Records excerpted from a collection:

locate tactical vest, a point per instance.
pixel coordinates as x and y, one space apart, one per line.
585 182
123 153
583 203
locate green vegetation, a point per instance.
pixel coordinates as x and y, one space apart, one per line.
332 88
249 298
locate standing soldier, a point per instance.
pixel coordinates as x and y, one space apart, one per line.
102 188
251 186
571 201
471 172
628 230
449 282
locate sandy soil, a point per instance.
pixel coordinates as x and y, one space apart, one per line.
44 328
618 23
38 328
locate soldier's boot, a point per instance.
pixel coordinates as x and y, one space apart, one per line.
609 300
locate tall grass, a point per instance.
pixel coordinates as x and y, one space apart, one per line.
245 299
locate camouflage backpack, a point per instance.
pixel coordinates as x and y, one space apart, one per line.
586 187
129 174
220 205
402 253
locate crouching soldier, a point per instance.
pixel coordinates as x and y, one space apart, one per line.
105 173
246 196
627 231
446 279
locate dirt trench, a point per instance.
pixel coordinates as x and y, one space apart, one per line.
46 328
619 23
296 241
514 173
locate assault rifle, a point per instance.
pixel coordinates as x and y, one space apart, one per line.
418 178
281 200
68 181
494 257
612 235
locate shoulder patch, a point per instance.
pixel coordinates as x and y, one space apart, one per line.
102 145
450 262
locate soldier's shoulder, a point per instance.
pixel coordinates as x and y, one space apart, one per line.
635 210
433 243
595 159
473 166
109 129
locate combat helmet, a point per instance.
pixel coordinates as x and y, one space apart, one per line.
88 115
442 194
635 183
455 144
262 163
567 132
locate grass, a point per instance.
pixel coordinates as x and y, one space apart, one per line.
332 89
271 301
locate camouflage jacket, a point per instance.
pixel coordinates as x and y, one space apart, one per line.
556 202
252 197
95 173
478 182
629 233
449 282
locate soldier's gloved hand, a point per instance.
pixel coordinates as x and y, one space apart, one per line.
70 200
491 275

Exercise brief:
Extract exactly the lines between the line containing "locate standing soldier, a" and the end of the data, including both.

Correct response:
locate standing soldier, a point per instance.
pixel coordinates as x and y, one space apart, one per line.
102 188
251 186
571 201
471 172
628 230
449 282
locate sandy soil, a point per instance.
pixel coordinates as x and y, one space apart, one per line.
44 328
618 23
38 328
locate soldier's boot, a point per instance.
pixel coordinates as x and y, one space apart, one per line.
609 300
locate tall grass, a point per instance.
pixel coordinates as x and y, one space apart, one per line.
245 299
locate camouflage backpack, a point per instance.
pixel coordinates as x and y, one space apart, one per line.
586 187
129 174
220 205
402 253
locate crouching soldier, a point per instance.
pixel coordinates as x and y, one space apart, one per line.
105 173
246 196
627 231
446 279
locate dirt trench, a point per instance.
pixel coordinates as x and y, one space apart, one per line.
46 328
619 23
296 241
514 173
locate assault rifle, a point per instance.
pixel coordinates as x and y, one space apart, one per line.
418 178
281 200
68 181
494 257
612 235
locate shoulder patch, a point per instance.
pixel coordinates as x and y, one space apart, one per line.
102 145
450 262
locate soldier's shoulder, a point per instance.
pixel coordinates as x and y, one space apart, one per line.
635 210
433 243
595 159
473 166
109 129
locate combat helmet, a point per instance.
pixel coordinates as x and y, one space apart, one per line.
88 115
442 194
635 183
455 144
262 163
567 132
locate grass, a point per instance.
pixel coordinates as x and y, one space apart, one per line.
332 89
271 301
locate camouflage jacket, a point per instance.
pixel coordinates as x and y, one space apart, one per line.
556 202
252 197
95 173
478 182
629 233
449 282
locate soldier's gloved hand, a point per instance.
pixel coordinates as x and y, one space apart, one per line.
70 200
491 275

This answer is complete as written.